(What is being asked): Send back the records in full, character for character.

(Rows from a dataset)

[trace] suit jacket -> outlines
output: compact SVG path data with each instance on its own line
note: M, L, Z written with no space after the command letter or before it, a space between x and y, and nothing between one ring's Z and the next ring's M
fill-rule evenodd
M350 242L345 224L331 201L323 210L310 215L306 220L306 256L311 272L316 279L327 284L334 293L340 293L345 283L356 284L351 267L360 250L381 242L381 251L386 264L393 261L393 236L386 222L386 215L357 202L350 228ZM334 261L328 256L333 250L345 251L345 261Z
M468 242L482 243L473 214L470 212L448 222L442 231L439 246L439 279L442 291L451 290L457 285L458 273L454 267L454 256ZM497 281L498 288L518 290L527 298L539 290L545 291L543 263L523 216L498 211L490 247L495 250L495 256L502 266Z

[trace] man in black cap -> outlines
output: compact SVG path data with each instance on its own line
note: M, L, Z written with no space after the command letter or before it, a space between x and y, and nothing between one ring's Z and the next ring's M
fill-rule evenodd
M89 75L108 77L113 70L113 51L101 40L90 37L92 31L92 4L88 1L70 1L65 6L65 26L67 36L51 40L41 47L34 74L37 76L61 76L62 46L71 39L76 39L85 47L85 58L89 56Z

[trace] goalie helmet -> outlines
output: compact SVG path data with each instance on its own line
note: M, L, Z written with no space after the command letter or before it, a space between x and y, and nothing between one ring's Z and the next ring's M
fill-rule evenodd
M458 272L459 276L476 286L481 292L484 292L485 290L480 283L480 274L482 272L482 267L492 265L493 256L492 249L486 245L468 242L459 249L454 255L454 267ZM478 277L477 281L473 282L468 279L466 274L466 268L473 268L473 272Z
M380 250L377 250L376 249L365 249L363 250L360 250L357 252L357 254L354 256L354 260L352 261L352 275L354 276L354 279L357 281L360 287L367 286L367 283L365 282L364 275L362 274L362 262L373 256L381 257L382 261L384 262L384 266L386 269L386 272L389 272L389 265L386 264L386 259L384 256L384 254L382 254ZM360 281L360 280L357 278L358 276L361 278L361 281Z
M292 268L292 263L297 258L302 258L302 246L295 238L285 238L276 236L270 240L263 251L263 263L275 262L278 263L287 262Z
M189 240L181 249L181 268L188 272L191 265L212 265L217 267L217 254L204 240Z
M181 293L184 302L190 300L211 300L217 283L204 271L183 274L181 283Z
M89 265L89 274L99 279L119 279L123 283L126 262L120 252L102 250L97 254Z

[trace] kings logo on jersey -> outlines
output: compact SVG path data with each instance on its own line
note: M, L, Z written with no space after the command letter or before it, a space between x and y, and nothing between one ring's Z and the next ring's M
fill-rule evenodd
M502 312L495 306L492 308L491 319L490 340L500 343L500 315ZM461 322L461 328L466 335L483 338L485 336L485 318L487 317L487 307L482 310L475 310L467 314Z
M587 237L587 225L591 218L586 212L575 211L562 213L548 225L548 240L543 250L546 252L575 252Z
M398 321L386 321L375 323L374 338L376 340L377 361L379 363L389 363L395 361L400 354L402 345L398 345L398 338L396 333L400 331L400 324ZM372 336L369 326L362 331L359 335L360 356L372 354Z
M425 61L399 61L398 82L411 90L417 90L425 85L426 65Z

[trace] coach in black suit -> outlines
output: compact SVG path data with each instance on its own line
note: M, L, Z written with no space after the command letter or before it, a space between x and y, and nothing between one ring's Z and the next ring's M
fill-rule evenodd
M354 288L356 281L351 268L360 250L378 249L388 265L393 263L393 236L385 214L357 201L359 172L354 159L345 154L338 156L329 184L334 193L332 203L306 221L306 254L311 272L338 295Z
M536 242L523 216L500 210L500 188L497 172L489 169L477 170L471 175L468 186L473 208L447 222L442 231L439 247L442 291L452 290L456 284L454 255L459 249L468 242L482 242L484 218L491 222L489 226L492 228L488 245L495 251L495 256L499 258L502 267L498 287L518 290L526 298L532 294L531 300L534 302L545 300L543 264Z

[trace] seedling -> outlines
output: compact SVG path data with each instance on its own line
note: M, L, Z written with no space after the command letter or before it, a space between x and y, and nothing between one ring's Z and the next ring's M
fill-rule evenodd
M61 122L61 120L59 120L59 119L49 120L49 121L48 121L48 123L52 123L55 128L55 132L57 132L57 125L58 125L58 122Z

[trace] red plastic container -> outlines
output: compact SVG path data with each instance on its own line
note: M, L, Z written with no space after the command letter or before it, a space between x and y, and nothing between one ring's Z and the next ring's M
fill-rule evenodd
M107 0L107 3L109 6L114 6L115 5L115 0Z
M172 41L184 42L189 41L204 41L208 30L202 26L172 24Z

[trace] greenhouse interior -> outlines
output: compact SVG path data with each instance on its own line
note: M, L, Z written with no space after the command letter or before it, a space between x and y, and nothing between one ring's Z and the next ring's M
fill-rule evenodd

(Response below):
[trace] suit jacket -> outlines
output: compact SVG path data with each instance on its own line
note: M, L, Z written with no space after the command letter or before it, a space between x and y, and nothing between one ring's Z and the next ring's M
fill-rule evenodd
M350 242L345 224L331 201L323 210L310 215L306 220L306 256L311 272L316 279L327 284L334 293L340 293L345 283L356 284L351 267L360 250L381 242L381 251L386 264L393 261L393 236L386 222L386 215L357 202L350 228ZM334 261L328 256L333 250L345 251L345 261Z
M468 242L482 243L473 214L470 212L448 222L442 231L439 246L439 279L442 291L451 290L457 285L458 273L454 267L454 256ZM497 281L498 288L518 290L527 298L539 290L545 291L543 263L523 216L498 211L490 247L495 250L495 256L502 266Z

[trace] man in black cap -> outlines
output: compact SVG path data with each instance on its own line
note: M, L, Z written with no space after the command letter or before it, a space between x and y, and nothing between one ring's Z and the next ring's M
fill-rule evenodd
M89 75L108 77L113 70L113 51L101 40L90 37L92 31L92 4L88 1L70 1L65 6L65 26L67 36L51 40L41 47L34 74L37 76L61 76L62 46L71 39L76 39L85 47L85 58L89 56Z

[trace] goalie helmet -> outlines
output: compact SVG path data with each instance on its own line
note: M, L, Z written with no space after the command letter or before it, a space between x and y, and nothing between one ring's Z and the next ring's M
fill-rule evenodd
M458 272L459 276L476 286L481 292L484 292L485 290L480 283L480 274L482 272L482 267L492 265L493 256L492 249L486 245L468 242L459 249L454 255L454 267ZM478 277L477 281L473 282L468 279L466 274L466 268L473 268L473 272Z
M380 250L377 250L376 249L365 249L363 250L360 250L357 252L357 254L354 256L354 260L352 261L352 275L354 276L354 279L357 281L360 287L367 286L367 283L365 282L364 275L362 274L362 262L373 256L381 257L382 261L384 262L384 266L386 269L386 272L389 272L389 265L386 264L386 259L384 256L384 254L382 254ZM360 281L360 280L357 278L358 276L361 278L361 281Z
M292 268L292 263L297 258L302 258L302 246L295 238L285 238L276 236L270 240L263 251L263 263L275 262L278 263L287 262Z
M189 240L181 249L181 268L188 272L191 265L212 265L217 267L217 254L204 240Z
M181 293L184 302L190 300L211 300L217 283L204 271L183 274L181 283Z
M89 265L89 274L99 279L119 279L123 283L126 262L120 252L102 250L97 254Z

[trace] kings logo on jersey -> outlines
output: compact SVG path data with each instance on its own line
note: M, L, Z written with no space after the command letter or before it, a space between x and y, and nothing between one ring's Z and the next ring's M
fill-rule evenodd
M502 312L495 306L492 308L491 319L490 340L500 343L500 315ZM461 322L461 328L466 335L483 338L485 336L485 318L487 317L487 307L482 310L475 310L467 314Z
M587 237L587 225L591 218L586 212L575 211L562 213L548 225L548 240L543 250L546 252L575 252Z
M398 321L386 321L375 323L374 338L376 340L377 361L379 363L389 363L395 361L400 354L402 345L398 345L398 338L396 333L400 331L400 324ZM372 336L369 326L362 331L359 335L360 356L372 354Z
M425 61L399 61L398 82L411 90L417 90L425 85L426 65Z

[trace] coach in black suit -> outlines
output: compact SVG path data with each instance on its own line
note: M, L, Z written with no space after the command letter or before it, a space between x and y, and nothing between one ring's Z and the next ring's M
fill-rule evenodd
M354 288L356 281L351 268L360 250L378 249L388 265L393 263L393 236L385 214L357 201L359 172L354 159L345 154L338 156L329 184L334 193L332 203L306 221L306 254L311 272L338 295Z
M536 242L523 216L500 210L500 188L497 172L489 169L477 170L471 175L468 186L473 208L447 222L442 231L439 247L442 291L452 290L456 284L454 255L459 249L468 242L482 242L484 218L491 222L489 226L492 228L488 245L495 251L495 256L499 258L502 267L498 287L518 290L526 298L532 294L531 300L534 302L545 300L543 264Z

[trace] seedling -> outlines
output: compact SVG path data with each instance on its own line
note: M, L, Z written with no space after the command letter or before it, a space between x and y, and nothing between one ring's Z and the next ring's M
fill-rule evenodd
M61 122L61 120L59 120L59 119L49 120L49 121L48 121L48 123L52 123L55 128L55 132L57 132L57 125L58 125L58 122Z

[trace] red plastic container -> outlines
output: compact SVG path data with each instance on its own line
note: M, L, Z written with no space after the command letter or before it, a space between x and y, and nothing between one ring's Z and the next ring's M
fill-rule evenodd
M107 0L107 3L109 6L114 6L115 5L115 0Z
M172 41L184 42L189 41L204 41L208 30L202 26L172 24Z

[trace] greenhouse interior -> outlines
output: compact SVG path data with each instance on its own line
note: M, L, Z written with no space after the command letter or before it, a space between x and y, and nothing between one ring's Z and the next ring's M
fill-rule evenodd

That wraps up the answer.